Position annotation records

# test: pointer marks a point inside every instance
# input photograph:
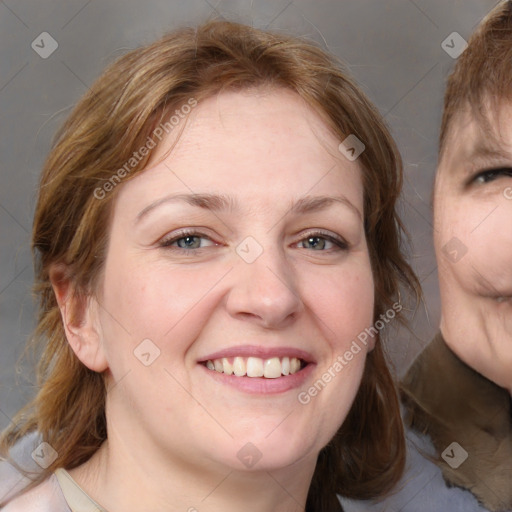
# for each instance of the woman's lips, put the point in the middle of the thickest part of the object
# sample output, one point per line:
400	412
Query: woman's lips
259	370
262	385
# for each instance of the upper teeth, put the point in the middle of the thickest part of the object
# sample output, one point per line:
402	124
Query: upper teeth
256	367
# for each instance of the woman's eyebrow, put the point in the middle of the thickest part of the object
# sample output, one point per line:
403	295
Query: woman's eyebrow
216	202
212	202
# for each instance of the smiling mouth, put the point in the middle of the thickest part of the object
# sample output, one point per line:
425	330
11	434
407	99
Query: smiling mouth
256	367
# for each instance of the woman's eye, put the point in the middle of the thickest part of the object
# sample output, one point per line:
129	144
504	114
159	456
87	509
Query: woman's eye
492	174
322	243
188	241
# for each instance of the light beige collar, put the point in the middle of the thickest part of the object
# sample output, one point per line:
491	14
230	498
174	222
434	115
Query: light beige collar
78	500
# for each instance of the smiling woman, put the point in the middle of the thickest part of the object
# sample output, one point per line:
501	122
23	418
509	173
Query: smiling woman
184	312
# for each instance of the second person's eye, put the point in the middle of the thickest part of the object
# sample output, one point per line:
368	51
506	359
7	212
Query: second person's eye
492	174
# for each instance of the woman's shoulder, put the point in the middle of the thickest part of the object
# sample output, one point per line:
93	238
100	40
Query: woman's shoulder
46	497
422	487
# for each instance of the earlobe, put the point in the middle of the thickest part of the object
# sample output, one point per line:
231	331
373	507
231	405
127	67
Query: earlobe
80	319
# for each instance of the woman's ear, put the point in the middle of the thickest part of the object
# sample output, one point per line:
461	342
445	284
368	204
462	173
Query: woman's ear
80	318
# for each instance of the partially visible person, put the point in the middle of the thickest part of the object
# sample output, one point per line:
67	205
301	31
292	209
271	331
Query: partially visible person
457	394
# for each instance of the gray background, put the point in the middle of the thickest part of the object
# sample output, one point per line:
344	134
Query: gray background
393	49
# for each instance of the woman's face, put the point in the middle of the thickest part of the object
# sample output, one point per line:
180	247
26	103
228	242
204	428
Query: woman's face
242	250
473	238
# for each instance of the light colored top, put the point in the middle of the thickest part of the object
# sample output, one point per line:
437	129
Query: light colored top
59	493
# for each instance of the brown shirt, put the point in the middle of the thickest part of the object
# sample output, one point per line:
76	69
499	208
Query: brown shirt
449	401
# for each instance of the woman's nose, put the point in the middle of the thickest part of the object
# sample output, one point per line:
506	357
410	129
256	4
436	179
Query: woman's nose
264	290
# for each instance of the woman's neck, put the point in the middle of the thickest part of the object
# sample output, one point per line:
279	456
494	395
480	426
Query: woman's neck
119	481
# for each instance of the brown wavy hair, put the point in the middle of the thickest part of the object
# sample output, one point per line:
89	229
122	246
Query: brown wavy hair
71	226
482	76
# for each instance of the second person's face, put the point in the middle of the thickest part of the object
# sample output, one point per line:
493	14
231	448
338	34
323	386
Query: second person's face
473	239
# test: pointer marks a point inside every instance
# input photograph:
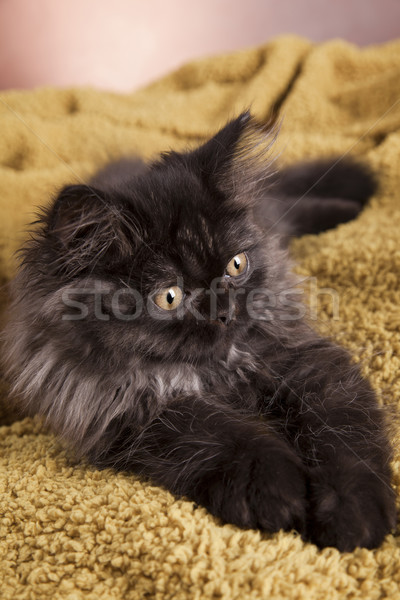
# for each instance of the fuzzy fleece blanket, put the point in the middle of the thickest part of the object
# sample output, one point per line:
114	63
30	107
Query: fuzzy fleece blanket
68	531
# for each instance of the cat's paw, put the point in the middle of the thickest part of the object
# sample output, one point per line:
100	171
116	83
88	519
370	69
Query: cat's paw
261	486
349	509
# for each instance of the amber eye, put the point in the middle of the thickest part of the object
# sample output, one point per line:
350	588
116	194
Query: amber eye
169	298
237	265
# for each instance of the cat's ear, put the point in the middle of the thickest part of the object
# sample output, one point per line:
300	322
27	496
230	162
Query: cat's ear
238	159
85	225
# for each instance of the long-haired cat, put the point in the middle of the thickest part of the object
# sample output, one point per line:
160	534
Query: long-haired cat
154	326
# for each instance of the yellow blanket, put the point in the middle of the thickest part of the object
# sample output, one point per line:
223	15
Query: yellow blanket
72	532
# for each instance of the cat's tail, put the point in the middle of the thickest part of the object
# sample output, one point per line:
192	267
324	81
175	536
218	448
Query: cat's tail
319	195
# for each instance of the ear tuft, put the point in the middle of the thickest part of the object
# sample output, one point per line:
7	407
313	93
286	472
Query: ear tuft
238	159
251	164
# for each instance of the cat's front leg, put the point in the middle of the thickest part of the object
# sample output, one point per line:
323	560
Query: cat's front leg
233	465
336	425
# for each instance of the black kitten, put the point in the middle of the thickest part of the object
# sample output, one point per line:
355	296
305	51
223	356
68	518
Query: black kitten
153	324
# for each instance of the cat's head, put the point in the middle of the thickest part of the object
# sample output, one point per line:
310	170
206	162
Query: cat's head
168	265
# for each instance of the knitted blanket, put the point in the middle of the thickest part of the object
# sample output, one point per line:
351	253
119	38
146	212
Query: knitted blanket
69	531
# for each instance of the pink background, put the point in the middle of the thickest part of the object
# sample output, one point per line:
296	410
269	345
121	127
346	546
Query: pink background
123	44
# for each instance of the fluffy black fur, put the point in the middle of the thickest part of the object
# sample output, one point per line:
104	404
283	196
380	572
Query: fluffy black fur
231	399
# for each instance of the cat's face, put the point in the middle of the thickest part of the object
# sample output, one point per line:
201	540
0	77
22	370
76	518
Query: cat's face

WHAT IS ASKED: Reproduce each entry precisely. Leave the pictures out.

WRITTEN SOLUTION:
# test: pointer marks a point inside every instance
# input photograph:
# for each instance of the woman's lips, put the point in the middle of the thickest part of the object
# sample output, one point per line:
400	412
Query: woman's lips
259	370
262	385
# for each instance of the upper teeth, put the point in the middle of the thickest part of the object
# sample output, one point per line:
402	124
Query: upper teeth
256	367
# for each instance of the woman's eyebrow, put the point in the middle of the thickest part of the object
# sample output, one point per line:
403	295
Query: woman's eyebrow
216	202
212	202
# for each instance of the smiling mouth, put the point in the middle of the thickest part of the object
# sample output, one point per line:
425	330
11	434
407	99
Query: smiling mouth
256	367
# for each instance of the woman's eye, put the point in the middle of the thickest part of the object
# sample output, one point per line:
129	144
504	114
159	456
87	509
Query: woman's eye
492	174
322	243
188	241
# for each instance of the light beige collar, put the point in the middle of the thickest part of the object
# sample output, one point per line:
491	14
230	498
174	222
434	115
Query: light beige collar
78	500
# for each instance of the smiling woman, put the point in the middle of the thickest part of the object
# sample output, one point per line:
501	122
23	418
509	173
Query: smiling woman
184	312
# for each instance of the second person's eye, put the point in the middle of the thickest part of the object
# sample output, one point per line:
368	51
506	359
7	212
Query: second person's eye
492	174
# for each instance of the woman's shoulder, put the point in the middle of the thickest part of the object
# sample output, one point per line:
93	238
100	40
Query: woman's shoulder
46	497
422	487
# for each instance of the earlobe, put the point in the middle of the thickest part of the object
# sample output, one point per line:
231	331
373	507
231	405
127	67
Query: earlobe
80	319
# for each instance of the woman's ear, put the point in the middle of the thickest part of the object
# sample output, one point per line:
461	342
445	284
368	204
462	173
Query: woman's ear
80	318
# for each instance of the partially visible person, put the point in the middle of the thickest part of the object
# sample output, one point per line:
67	205
301	31
292	209
271	331
Query: partially visible person
457	394
# for each instance of the gray background, put the point in the middle of the thickest part of the object
# sample output, one point per line:
344	134
Query: gray background
393	49
# for each instance of the woman's face, put the point in the middle of the thickest part of the object
# sample output, one point per line:
180	247
26	103
228	242
204	428
Query: woman's face
242	250
473	238
# for each instance of the light colored top, put the point in the middle of the thickest part of the object
# sample output, one point per line:
437	129
Query: light colored top
59	493
# for each instance of the brown shirt, put the point in the middle of the thickest part of the object
# sample output, one point per line:
76	69
499	208
Query: brown shirt
449	401
# for each instance of the woman's nose, put the point in the middle of the thickest part of the object
# sample output, one point per line:
506	357
410	129
256	4
436	179
Query: woman's nose
264	290
# for each instance of the woman's neck, put the point in the middle of the thickest part of the object
# sample output, one point per line:
279	456
494	395
480	426
Query: woman's neck
119	481
# for each instance of the brown wavy hair, put the point in the middle of the thickest part of the object
# sample output, one point per line:
89	229
122	246
Query: brown wavy hair
71	226
482	76
# for each instance of the second person's face, put the point in the middle of the thickest part of the object
# sample output, one point per line:
493	14
231	448
338	34
323	386
Query: second person's face
473	239
# test: pointer marks a point inside every instance
# input photograph:
# for each instance of the fuzzy fleece blanket, put the point in the middle of the thickest part of the object
# sample output, one point per line:
114	63
30	107
Query: fuzzy fleece blanket
68	531
# for each instance of the cat's paw, put the point in the middle of the thickest part of the object
# sample output, one point per line:
100	171
116	83
88	519
370	69
Query: cat's paw
261	486
349	509
# for each instance of the amber eye, put the point in the middle of the thickest part of the object
# sample output, one point per line:
350	588
116	194
Query: amber eye
169	298
237	265
# for each instance of the cat's ear, put the point in the middle of the thickest part of the object
# sample output, one point per line:
300	322
27	496
230	162
Query: cat's ear
238	159
85	225
# for each instance of the long-haired cat, put the point in the middle of the thickest part of the object
# sample output, one point per line:
160	534
Query: long-haired cat
154	326
# for each instance of the yellow blanket, put the point in the middle of the thickest part of the object
# sample output, one point per line:
223	15
Query: yellow blanket
72	532
# for each instance of the cat's tail, put the point in the middle of the thickest part of the object
# sample output, one point per line:
192	267
324	81
175	536
218	448
Query: cat's tail
319	195
# for each instance of the ear tuft, put the point in the middle of the thickest part of the object
# sample output, one point per line:
7	407
313	93
286	472
Query: ear tuft
238	159
251	164
# for each instance of the cat's front leg, put the point in the middle of the thickest part of the object
# sample output, one point per line:
323	560
Query: cat's front leg
233	465
336	425
# for each instance of the black kitten, put the point in the middle of the thickest part of the object
# sample output, one point per line:
355	296
305	51
223	356
68	518
Query: black kitten
153	324
# for each instance of the cat's head, put the point in the middle of the thickest part of the object
# sample output, one point per line:
310	170
206	162
Query: cat's head
168	265
# for each instance of the knitted blanket, put the point in the middle of the thickest part of the object
# sample output, one point per line:
351	253
119	38
146	212
Query: knitted blanket
69	531
# for each instance of the pink background, put the point in the middle of the thickest part of the object
# sample output, one point per line:
296	410
269	345
121	127
346	546
Query: pink background
123	44
# for each instance of the fluffy black fur, put the point in the middle of the thickest part of the object
# sample output, one point per line:
104	404
283	196
380	572
Query: fluffy black fur
231	399
# for each instance of the cat's face, put the point in the middle of the thickest part of the object
# sample output, one point per line:
201	540
0	77
22	370
76	518
Query: cat's face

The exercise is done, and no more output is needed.